Dataset entries
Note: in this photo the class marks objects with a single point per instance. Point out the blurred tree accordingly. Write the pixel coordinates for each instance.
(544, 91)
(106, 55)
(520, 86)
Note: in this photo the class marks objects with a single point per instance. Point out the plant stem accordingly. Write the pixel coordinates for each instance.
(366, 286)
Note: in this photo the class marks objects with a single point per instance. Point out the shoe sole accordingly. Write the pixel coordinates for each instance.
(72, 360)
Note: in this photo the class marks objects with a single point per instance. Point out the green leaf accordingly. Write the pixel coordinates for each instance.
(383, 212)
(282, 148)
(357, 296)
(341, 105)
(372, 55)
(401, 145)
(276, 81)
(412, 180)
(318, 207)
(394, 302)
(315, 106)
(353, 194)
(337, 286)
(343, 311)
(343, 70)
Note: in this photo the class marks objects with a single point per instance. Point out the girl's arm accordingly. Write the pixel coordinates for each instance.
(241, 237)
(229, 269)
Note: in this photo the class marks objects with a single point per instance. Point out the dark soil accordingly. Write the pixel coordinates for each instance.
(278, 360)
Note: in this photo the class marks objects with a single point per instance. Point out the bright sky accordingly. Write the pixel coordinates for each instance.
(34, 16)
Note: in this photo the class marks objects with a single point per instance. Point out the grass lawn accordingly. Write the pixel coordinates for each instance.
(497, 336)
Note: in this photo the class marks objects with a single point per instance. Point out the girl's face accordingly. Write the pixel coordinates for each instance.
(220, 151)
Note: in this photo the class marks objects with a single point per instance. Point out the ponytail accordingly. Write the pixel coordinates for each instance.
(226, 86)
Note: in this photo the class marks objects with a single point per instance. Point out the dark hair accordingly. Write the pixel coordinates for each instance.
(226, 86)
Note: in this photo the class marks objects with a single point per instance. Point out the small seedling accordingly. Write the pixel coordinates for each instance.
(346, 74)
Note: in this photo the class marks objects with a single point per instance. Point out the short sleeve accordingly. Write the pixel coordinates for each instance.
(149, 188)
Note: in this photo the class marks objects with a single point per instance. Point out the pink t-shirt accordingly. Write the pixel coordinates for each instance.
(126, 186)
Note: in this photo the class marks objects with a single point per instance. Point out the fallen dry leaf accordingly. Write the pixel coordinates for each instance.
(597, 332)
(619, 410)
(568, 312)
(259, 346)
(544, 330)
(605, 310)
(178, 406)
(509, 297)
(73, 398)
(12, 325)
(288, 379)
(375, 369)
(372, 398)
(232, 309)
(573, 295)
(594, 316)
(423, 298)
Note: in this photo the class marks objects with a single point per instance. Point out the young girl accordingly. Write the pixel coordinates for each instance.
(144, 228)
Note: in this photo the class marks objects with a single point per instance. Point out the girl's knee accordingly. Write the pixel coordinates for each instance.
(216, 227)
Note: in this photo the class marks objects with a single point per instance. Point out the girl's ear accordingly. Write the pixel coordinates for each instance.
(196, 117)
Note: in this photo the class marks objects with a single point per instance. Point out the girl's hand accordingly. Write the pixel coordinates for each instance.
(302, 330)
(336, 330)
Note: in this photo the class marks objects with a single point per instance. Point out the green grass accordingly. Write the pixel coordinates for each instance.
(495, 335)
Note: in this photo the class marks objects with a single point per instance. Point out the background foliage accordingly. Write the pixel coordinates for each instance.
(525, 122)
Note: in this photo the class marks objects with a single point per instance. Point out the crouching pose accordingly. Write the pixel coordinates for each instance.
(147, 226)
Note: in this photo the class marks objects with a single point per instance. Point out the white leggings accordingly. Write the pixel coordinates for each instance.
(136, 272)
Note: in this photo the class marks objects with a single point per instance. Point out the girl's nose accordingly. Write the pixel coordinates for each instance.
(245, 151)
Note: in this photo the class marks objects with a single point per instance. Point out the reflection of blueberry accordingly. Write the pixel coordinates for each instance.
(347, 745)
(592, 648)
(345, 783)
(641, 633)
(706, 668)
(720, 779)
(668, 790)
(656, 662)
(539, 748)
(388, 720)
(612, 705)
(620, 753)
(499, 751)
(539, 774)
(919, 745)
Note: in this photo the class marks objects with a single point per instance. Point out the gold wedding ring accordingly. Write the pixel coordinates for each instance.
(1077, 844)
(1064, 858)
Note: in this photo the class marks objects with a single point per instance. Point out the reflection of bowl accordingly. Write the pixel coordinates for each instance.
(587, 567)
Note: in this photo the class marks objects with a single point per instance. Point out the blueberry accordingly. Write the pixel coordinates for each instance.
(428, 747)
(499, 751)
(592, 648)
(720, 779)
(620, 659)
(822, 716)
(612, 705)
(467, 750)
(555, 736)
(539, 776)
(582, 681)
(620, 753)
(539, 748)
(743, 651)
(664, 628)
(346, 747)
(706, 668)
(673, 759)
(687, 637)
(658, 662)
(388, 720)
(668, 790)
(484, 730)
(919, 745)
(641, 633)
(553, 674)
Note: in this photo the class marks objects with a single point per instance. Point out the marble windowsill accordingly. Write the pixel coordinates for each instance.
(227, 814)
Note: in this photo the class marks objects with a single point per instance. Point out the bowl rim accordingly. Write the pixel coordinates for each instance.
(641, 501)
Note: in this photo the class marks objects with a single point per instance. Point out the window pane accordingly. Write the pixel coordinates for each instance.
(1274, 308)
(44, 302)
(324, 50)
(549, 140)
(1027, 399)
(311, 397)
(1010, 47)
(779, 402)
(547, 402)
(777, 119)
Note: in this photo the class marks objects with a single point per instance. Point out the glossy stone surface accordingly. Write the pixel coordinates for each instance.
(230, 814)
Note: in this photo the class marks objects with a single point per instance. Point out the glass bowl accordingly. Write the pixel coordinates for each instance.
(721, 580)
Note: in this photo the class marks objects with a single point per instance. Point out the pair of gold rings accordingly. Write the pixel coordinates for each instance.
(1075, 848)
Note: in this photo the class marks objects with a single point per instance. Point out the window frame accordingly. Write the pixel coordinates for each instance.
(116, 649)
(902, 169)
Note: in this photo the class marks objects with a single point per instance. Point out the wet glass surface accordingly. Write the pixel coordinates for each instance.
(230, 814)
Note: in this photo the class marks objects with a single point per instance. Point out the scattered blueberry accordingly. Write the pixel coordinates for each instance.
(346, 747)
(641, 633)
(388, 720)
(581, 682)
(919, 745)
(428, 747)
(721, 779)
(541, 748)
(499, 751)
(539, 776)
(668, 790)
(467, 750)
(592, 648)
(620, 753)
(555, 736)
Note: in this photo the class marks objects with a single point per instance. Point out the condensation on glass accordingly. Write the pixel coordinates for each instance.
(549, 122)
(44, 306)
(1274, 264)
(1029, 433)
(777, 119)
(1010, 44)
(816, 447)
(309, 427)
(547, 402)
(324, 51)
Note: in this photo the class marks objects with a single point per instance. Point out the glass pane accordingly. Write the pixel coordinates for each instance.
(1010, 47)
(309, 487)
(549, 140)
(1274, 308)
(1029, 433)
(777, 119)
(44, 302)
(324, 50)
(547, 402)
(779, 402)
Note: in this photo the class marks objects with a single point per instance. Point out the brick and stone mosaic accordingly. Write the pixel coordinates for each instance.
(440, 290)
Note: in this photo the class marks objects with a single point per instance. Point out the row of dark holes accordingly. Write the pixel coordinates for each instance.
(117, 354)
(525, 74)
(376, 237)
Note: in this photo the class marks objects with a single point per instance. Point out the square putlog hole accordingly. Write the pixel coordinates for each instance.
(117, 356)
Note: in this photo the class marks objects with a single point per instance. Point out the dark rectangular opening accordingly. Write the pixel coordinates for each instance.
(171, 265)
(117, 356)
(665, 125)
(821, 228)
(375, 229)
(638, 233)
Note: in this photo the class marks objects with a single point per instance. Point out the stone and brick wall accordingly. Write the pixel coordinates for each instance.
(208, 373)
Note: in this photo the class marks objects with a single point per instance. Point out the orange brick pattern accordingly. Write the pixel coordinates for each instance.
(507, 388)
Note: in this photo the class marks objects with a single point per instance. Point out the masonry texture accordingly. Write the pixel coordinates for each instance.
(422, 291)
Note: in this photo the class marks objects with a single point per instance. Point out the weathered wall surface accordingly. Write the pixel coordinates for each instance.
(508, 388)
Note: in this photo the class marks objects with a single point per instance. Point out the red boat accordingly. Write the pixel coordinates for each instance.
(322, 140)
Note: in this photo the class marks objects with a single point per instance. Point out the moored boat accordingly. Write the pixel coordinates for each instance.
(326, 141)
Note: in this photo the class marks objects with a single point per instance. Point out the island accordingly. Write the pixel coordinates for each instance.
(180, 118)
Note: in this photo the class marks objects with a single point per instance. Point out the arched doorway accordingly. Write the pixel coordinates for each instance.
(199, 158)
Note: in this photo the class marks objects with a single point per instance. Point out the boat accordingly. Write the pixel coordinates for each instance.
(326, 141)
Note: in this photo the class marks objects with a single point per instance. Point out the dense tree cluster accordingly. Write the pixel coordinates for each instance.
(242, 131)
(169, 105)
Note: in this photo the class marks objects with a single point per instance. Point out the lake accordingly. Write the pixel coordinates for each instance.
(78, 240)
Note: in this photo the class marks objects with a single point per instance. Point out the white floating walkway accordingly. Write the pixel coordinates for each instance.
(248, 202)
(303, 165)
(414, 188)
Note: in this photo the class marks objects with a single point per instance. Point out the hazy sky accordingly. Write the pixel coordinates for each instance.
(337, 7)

-- Task description --
Set down exactly, and only, the lines from the one containing "out the masonry" to the final line of the data.

-- Written solution --
Note: in this photo the class marks objects with a single point per instance. Point out the masonry texture accordingly. Write the pixel coordinates for each instance.
(422, 291)
Note: in this photo the class marks objects with a single point per instance. Point out the weathered wall surface accordingly. Write the pixel coordinates for each instance.
(508, 388)
Note: in this photo the class marks objects with a single point per instance. Point out the red boat accordingly. Write the pixel coordinates for each instance.
(322, 140)
Note: in this photo the class marks objects with a single point per instance. Point out the moored boat accordingly. Write the pixel coordinates for each instance.
(326, 141)
Note: in this photo the class marks objects with a single point per instance. Point out the island accordingly. Write the pixel coordinates for each instance.
(180, 118)
Note: in this photo the class marks objects with a single point per instance. Point out the arched doorway accordingly. Write the pixel coordinates for each instance.
(199, 158)
Note: in this photo the class marks objects with a single point per instance. Point out the boat accordingly. Write the pixel coordinates for each instance.
(326, 141)
Note: in this photo the class marks objects with a single point per instance. Point out the dense tree cluster accordingly. Write the pixel coordinates for each instance.
(242, 131)
(169, 105)
Note: in this photo the class marks objects with a single point per instance. Point out the lake accordingly. Write the pixel coordinates for each instance.
(78, 240)
Note: in this photo the class marks objects with a single point per instance. Point out the white floating walkway accordingly. Write the pixel coordinates for each instance.
(248, 202)
(303, 165)
(414, 188)
Note: in this photo the class marks objects with a single point per instance. Point out the hazy sky accordingly. Write the pixel coordinates for each instance.
(337, 7)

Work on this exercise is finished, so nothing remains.